──────── Excerpted passage
In [1]:
import arcpy
import requests
import json
import datetime
import os
import io
import zipfile
import shapefile
from shapely.geometry import Point, shape
from shapely import geometry
import numpy as np
import psycopg2
import pandas as pd
import fiona
from fiona.crs import from_epsg
from osgeo import gdal

In [2]:
# Set workspace
os.chdir(r'E:\ArcGIS_2\Lab3')
wksp = os.getcwd()

# 1. TEMPERATURE

### Pull weather information

In [3]:
# Get the 153 weather stations of the Minnesota network selecting a random day
link = r'https://mesonet.agron.iastate.edu/api/1/daily.geojson?date=2023-03-15&network=MN_RWIS'
info = json.loads(requests.get(link).text)
location = []
for i in range(len(info['features'])):
    # Store the station and its coordinates
    location.append({'station': info['features'][i]['properties']['station'], 
                     'coordinates': info['features'][i]['geometry']['coordinates']})
────────────────
> Tasks for this exercise
• A. How many weather stations of the Minnesota network does the comment in the notebook code say the request retrieves?
• B. Set down the notebook code between "# 1. TEMPERATURE" and "info = json.loads(requests.get(link).text)", inclusive.
──────── Dataset
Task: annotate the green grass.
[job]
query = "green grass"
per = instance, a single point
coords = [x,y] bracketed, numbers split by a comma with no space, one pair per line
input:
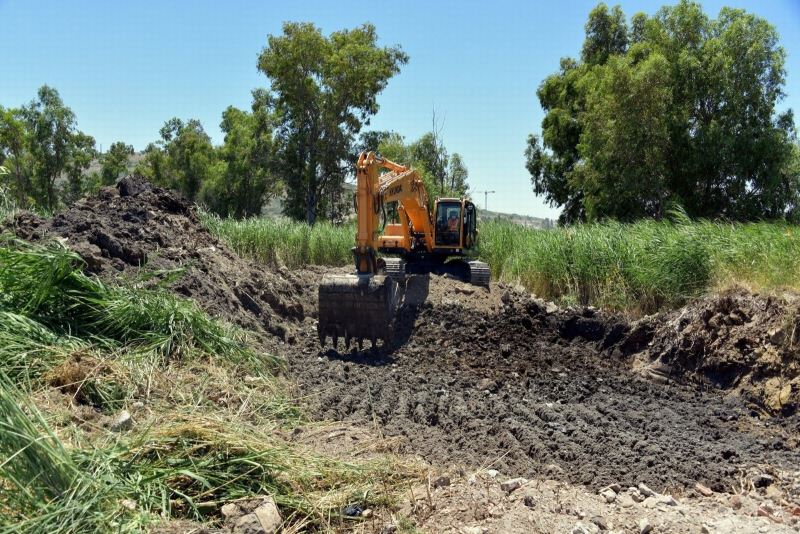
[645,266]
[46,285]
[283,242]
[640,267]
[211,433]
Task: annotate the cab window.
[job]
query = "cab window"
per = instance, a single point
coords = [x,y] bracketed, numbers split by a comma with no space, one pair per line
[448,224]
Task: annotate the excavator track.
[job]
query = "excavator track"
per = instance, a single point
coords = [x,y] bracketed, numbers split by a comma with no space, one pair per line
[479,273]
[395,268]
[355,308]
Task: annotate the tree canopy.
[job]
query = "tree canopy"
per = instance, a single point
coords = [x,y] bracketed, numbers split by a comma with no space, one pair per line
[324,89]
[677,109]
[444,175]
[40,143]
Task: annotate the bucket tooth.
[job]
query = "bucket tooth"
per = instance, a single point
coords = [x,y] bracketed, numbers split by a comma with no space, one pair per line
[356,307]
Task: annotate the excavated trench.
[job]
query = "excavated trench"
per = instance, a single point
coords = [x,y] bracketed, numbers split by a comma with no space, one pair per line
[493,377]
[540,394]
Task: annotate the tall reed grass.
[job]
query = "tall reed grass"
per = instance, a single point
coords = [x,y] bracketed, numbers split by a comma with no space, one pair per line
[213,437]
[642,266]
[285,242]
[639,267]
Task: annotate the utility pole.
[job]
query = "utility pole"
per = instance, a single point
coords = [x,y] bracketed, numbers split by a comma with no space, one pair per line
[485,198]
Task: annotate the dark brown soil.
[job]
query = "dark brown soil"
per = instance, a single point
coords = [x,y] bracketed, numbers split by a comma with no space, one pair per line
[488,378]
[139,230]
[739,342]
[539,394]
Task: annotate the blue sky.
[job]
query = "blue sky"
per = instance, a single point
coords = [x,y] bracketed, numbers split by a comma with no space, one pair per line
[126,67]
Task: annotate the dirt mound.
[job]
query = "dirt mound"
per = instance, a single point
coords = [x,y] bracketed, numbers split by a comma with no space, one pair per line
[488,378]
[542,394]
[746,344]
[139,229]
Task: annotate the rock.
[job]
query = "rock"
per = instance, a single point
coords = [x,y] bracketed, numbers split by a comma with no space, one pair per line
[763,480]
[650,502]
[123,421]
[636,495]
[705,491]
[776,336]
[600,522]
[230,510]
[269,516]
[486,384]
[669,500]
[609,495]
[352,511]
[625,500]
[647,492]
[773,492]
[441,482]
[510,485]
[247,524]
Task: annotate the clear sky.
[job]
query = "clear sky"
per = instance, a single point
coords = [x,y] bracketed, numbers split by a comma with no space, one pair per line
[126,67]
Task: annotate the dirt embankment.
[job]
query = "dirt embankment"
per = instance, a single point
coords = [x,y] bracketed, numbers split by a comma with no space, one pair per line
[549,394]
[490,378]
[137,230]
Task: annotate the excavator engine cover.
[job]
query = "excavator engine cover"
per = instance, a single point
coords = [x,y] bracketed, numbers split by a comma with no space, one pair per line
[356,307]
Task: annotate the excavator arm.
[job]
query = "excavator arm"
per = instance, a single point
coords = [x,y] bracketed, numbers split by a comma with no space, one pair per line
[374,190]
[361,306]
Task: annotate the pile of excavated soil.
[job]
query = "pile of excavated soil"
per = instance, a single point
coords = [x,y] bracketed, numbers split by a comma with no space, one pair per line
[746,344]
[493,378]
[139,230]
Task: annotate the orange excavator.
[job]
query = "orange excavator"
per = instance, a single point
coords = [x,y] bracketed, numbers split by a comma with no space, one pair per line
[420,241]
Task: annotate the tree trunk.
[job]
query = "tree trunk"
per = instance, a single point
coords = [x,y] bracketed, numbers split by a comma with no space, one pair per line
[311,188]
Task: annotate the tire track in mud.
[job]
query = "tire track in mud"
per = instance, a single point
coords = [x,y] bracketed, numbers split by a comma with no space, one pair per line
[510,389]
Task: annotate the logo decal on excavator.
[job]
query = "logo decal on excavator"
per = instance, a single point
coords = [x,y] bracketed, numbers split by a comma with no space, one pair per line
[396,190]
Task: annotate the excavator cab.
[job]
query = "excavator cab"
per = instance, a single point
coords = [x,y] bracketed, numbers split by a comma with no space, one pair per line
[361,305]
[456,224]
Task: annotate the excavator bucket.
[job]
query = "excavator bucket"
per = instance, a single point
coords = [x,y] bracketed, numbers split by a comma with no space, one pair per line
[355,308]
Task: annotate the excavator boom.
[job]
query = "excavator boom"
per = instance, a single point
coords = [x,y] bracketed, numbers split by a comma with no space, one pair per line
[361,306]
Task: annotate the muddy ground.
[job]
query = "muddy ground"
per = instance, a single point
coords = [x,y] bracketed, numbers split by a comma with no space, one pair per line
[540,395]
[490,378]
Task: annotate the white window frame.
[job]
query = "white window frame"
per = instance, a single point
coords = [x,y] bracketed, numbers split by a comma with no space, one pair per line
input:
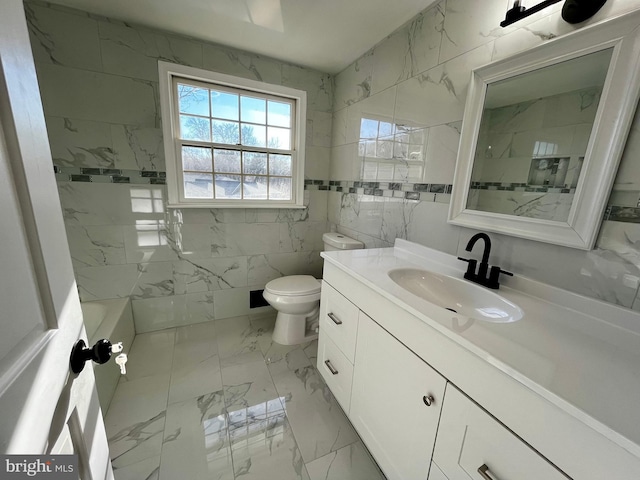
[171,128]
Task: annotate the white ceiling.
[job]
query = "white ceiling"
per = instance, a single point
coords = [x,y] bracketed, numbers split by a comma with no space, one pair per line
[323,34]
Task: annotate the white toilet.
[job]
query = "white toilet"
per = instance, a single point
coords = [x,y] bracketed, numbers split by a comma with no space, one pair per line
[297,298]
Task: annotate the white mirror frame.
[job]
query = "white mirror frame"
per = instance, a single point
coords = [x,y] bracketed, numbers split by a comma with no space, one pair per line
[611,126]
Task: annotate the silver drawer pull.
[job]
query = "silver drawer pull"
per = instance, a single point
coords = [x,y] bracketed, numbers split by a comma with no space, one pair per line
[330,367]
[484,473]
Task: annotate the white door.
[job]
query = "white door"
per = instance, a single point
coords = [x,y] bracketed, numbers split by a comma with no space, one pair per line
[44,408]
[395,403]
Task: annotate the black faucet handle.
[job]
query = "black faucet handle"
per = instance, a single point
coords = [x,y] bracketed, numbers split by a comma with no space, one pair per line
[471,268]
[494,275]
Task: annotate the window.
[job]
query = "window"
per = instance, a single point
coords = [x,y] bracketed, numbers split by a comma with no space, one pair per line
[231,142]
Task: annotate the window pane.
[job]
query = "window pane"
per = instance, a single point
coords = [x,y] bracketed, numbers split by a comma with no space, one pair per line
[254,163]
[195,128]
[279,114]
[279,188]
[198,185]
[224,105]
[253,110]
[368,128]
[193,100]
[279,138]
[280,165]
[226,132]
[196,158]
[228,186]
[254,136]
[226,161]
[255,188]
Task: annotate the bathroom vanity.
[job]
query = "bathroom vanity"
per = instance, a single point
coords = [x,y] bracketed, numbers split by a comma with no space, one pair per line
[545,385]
────────────────
──────── Dataset
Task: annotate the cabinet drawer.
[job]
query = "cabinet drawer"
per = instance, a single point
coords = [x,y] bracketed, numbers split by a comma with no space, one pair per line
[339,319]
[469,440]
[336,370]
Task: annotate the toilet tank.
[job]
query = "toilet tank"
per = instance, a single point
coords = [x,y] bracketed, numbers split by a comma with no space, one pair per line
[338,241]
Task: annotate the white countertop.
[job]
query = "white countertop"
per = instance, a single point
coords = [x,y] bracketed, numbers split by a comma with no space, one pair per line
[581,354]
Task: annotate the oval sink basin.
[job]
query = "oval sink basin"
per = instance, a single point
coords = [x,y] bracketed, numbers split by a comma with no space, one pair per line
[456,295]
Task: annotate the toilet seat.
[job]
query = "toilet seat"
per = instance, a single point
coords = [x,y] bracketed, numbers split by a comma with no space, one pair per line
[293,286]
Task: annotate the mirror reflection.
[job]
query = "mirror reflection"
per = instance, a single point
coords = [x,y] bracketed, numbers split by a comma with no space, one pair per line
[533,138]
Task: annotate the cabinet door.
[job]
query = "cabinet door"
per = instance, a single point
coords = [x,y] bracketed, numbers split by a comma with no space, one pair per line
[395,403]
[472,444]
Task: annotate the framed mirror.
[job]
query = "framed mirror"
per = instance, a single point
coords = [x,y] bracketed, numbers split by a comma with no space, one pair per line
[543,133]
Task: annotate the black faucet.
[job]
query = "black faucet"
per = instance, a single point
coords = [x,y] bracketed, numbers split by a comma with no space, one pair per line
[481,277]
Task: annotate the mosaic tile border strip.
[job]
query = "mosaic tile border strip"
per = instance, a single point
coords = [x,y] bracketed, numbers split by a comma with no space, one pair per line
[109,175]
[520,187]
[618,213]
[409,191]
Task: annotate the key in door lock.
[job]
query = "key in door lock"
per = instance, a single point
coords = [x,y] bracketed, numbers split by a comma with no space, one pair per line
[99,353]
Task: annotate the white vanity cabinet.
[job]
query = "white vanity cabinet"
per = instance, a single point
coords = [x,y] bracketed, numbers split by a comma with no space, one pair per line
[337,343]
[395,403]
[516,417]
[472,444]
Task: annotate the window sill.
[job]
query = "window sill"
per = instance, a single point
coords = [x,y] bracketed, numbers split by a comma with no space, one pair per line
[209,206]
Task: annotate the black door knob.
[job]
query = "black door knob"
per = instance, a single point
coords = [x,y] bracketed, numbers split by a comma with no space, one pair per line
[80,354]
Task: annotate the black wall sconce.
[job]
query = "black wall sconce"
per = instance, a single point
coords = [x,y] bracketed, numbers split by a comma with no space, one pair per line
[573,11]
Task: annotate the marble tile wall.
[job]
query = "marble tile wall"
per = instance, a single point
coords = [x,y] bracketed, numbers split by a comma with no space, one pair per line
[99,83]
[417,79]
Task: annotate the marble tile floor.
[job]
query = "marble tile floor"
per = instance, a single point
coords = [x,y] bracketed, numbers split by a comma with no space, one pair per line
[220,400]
────────────────
> Expected responses
• A. 153 weather stations.

• B.
# 1. TEMPERATURE

### Pull weather information

In [3]:
# Get the 153 weather stations of the Minnesota network selecting a random day
link = r'https://mesonet.agron.iastate.edu/api/1/daily.geojson?date=2023-03-15&network=MN_RWIS'
info = json.loads(requests.get(link).text)